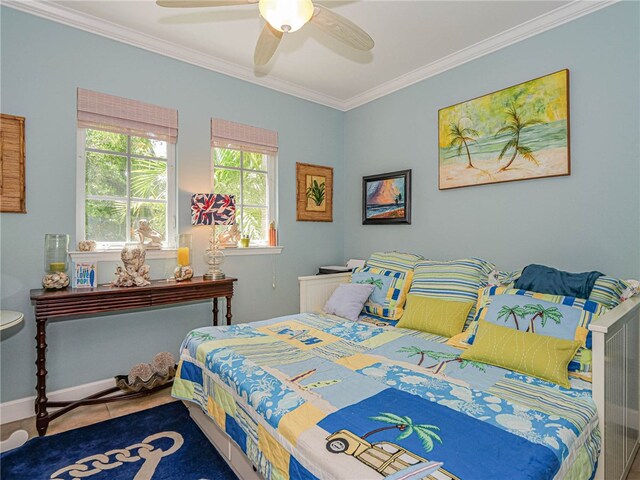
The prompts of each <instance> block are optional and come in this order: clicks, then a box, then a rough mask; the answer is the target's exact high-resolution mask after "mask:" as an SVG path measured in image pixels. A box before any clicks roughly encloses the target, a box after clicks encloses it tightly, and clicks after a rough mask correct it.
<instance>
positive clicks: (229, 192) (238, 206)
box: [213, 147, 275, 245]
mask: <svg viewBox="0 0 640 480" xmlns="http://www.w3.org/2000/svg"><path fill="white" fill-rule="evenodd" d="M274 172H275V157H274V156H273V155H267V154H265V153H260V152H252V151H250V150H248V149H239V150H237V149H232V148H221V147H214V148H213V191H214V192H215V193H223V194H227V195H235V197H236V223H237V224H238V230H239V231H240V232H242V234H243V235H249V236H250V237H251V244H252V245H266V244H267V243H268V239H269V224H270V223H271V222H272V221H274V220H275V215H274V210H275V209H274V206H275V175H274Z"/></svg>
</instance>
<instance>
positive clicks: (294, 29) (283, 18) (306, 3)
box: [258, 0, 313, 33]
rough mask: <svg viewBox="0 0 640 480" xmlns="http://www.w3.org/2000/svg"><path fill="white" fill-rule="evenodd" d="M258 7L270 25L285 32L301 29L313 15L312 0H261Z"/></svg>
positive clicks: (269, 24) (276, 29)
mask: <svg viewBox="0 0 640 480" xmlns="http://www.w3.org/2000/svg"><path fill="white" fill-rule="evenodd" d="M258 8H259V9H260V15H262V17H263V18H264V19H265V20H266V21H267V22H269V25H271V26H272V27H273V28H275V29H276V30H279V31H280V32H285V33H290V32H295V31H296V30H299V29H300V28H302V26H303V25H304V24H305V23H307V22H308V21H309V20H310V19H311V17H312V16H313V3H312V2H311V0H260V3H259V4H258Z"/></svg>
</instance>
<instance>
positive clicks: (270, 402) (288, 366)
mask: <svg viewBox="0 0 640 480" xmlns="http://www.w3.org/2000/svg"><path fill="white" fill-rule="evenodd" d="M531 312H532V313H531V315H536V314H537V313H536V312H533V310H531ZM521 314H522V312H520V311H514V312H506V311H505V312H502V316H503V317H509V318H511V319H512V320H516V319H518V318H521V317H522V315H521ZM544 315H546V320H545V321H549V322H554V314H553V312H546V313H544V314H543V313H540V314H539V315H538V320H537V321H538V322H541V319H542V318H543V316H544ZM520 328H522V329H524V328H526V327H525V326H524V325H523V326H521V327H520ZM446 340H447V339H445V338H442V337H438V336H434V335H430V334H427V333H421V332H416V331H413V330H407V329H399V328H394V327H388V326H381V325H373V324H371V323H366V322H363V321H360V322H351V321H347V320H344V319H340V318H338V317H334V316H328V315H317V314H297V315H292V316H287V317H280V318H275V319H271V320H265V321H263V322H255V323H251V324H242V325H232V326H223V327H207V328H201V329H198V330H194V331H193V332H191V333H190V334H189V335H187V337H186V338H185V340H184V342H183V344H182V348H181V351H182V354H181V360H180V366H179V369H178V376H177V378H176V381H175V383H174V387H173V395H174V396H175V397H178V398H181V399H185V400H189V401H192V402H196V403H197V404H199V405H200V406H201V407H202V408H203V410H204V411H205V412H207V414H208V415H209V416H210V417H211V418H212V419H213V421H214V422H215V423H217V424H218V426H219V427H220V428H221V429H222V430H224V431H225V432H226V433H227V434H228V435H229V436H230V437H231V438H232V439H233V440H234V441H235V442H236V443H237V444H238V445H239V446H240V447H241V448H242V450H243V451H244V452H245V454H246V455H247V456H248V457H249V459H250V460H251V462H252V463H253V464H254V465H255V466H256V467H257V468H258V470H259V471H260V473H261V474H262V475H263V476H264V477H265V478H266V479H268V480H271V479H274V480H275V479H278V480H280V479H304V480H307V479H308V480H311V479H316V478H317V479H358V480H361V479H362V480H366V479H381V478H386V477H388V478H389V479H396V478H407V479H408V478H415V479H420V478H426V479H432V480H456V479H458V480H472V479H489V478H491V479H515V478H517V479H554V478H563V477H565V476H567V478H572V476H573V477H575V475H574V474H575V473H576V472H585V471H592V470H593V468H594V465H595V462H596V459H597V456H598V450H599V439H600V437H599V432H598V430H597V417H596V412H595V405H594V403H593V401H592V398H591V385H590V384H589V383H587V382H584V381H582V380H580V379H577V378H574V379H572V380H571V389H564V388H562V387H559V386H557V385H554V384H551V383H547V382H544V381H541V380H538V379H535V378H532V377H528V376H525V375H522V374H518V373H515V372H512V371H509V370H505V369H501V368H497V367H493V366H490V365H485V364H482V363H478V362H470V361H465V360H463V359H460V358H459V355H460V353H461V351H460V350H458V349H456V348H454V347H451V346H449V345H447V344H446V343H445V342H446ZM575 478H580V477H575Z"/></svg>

+ + + + + + +

Exercise> Only the lines above from the one with "box: [213, 147, 275, 245]" through the one with "rough mask: <svg" should be duplicated, character for character.

Answer to this exercise>
box: [213, 147, 275, 245]
mask: <svg viewBox="0 0 640 480" xmlns="http://www.w3.org/2000/svg"><path fill="white" fill-rule="evenodd" d="M274 172H275V157H274V156H273V155H267V154H265V153H260V152H252V151H250V150H248V149H239V150H237V149H232V148H221V147H214V148H213V191H214V192H215V193H223V194H227V195H235V197H236V223H237V224H238V230H239V231H240V232H242V234H243V235H249V236H250V237H251V244H252V245H266V244H267V243H268V239H269V224H270V223H271V222H272V221H274V220H275V215H274V210H275V209H274V206H275V175H274Z"/></svg>
</instance>
<instance>
positive clicks: (294, 29) (283, 18) (306, 3)
box: [258, 0, 313, 33]
rough mask: <svg viewBox="0 0 640 480" xmlns="http://www.w3.org/2000/svg"><path fill="white" fill-rule="evenodd" d="M258 7L270 25L285 32L301 29L313 15L312 0H261Z"/></svg>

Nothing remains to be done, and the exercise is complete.